_TEXT PASSAGE:_
______________________________

One part of the prejudice against Jews that seems to be accurate is the charge of exorbitant interest. On p. 191 Stenton mentions a calculation that their average rate of interest was 43% (per year), with some instances in excess of 60%. The blame for this does not lie entirely with the Jews; the monarchy in effect was taking a cut, in the form of high licensing fees on the Jews (Stenton, p. 194; Morris, p. 86). So the Jews had to charge enough to live on *and* the pay the royal bribe. (I would love to have heard, say, Richard I explain how that was different from charging interest himself, but of course Richard would never answer to me.) Stenton, p. 193, also tells a tale which sounds surprisingly like this one:
"Already in 1144 Jews were accused in Norwich of the murder of a Christian boy named William, whose story was told within a few years of his death by Thomas of Monmouth, a Norwich monk. William was about 12 when he was found dead in Thorpe Wood near the city. His father... was already dead, but his mother Elviva was alive and had been offered for William a post in the kitchen of the archdeacon of Norwich. The man who made the offer took William away with him and called on William's aunt to tell her about it. She told her daughter to follow and see where William was taken. The child said he was taken to a Jew's house. William was next seen dead in Thorpe Wood. The credulity of the populace and their readiness to suspect the Jews made William a miracle worker and consequently a saint. Between 1144 and 1172 his body was four times translated, each time to a place of higher honour.... William was only the first of a series of English boys whose unexplained deaths were attributed to the Jews."

______________________________

_GIVEN RECORDS:_
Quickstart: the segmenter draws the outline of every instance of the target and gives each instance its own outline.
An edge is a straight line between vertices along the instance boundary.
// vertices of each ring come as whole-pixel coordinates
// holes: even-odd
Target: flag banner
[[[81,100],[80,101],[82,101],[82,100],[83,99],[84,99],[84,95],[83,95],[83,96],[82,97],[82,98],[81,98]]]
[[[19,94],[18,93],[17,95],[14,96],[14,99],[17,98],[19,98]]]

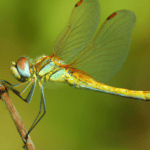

______________________________

_DIRECTIONS:_ Resume the passage on medieval English Jews and the Norwich accusation, picking up right after its last sentence. The material plays no part in what you're asked to do.

_RESULT FOR THIS TASK:_
Porter, p. 116, says that Thomas of Monmouth was a monk of Norwich's Benedictine priory, and wrote his "history" in 1172-1173; Porter also says that William Thurby, Bishop of Norwich from 1144 to 1172, was convinced the boy was a saint. The whole thing, frankly, sounds like the result of psychosis on the part of either Thomas of Monmouth or of Thurby.
The legend of Hugh of Lincoln became popular in many forms of literature; Benet lists Chaucer's "Prioress's Tale," Marlowe's The Jew of Malta, and a 1459 piece called Alphonsus of Lincoln, which I have not seen.
The link to "The Prioress's Tale" is undeniable (Percy, in fact, referred readers to the Tale to learn the ending of the story; Fowler, p. 267), since lines 684-686 of the Tale (Chaucer/Benson, p. 212) explicitly compares the tale to that of "yonge Hugh of Lyncoln, slayn also With cursed Jewes, as it is notable, For it is but a litel while ago." (It's line 1874 in Chaucer/Boyd, p. 165, with discussion on pp. 166-167. To give Chaucer the only excuse we can -- and it a very feeble one -- he lived in an England where Jews were barred, and so perhaps had never met an English-speaking Jew!) I personally don't see much connection, except thematic, to The Jew of Malta.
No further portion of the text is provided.